● **Supplied passage**
=-=-=

Norlington School is a boys' secondary school and coeducational sixth form located in the London Borough of Waltham Forest, in East London. The school is situated on Norlington Road in Leyton.

History
Norlington Road Council School was initially an elementary school for boys, girls, and infants, which opened in 1903. In 1932 it was reorganized for senior girls, junior girls, and infants. In 1940 the school was badly damaged by German bombs during the Blitz.

The junior department became mixed in 1942. In 1948 the school became a secondary modern school for boys. An extension was completed in 1964 to provide science labs and woodwork and metalwork rooms. In 1968, Waltham Forest adopted the Comprehensive system and it became Norlington Junior High School for Boys, catering for 11- to 14-year-olds.

Following a Borough-wide reorganisation in the early 1980s, it adopted its current name and function.

=-=-=

● **Recorded data**
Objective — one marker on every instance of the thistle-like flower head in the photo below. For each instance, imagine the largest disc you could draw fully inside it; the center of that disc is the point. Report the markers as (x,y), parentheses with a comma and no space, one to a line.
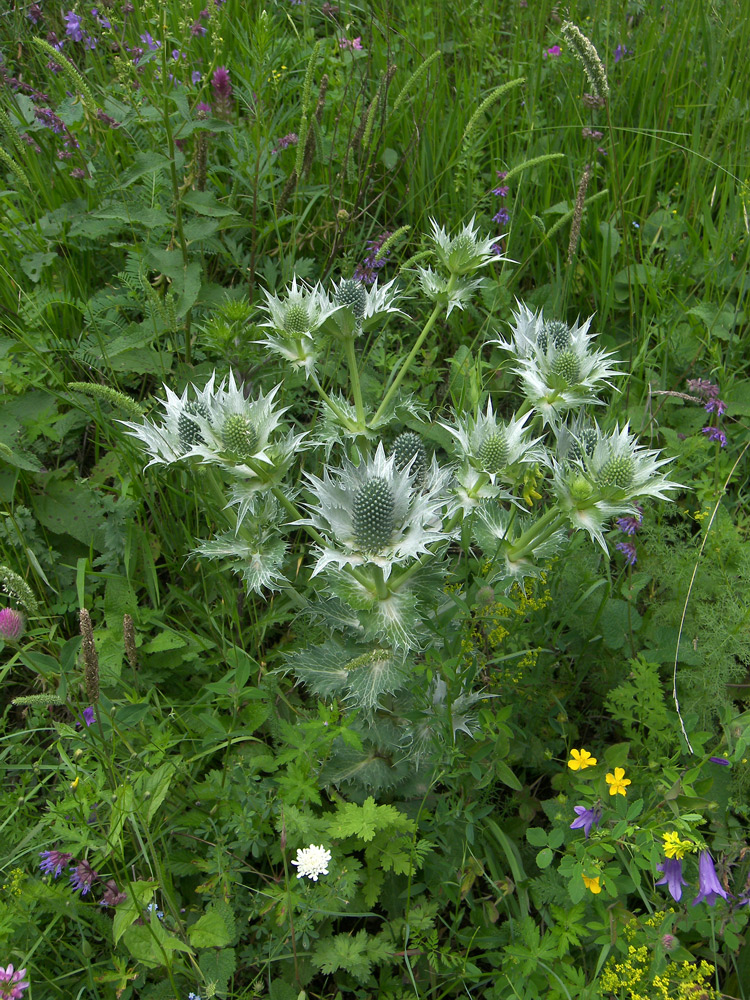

=-=-=

● **What you will do**
1. List every specific year the Norlington School text gives as the date of an event in the school's history.
2. Answer from the Norlington School text:
(a) On which road is the school situated?
(b) What badly damaged the school in 1940?
(c) Which ages did Norlington Junior High School for Boys cater for?

● **Expected results**
1. 1903, 1932, 1940, 1942, 1948, 1964, 1968

2.
(a) Norlington Road, in Leyton
(b) German bombs during the Blitz
(c) 11- to 14-year-olds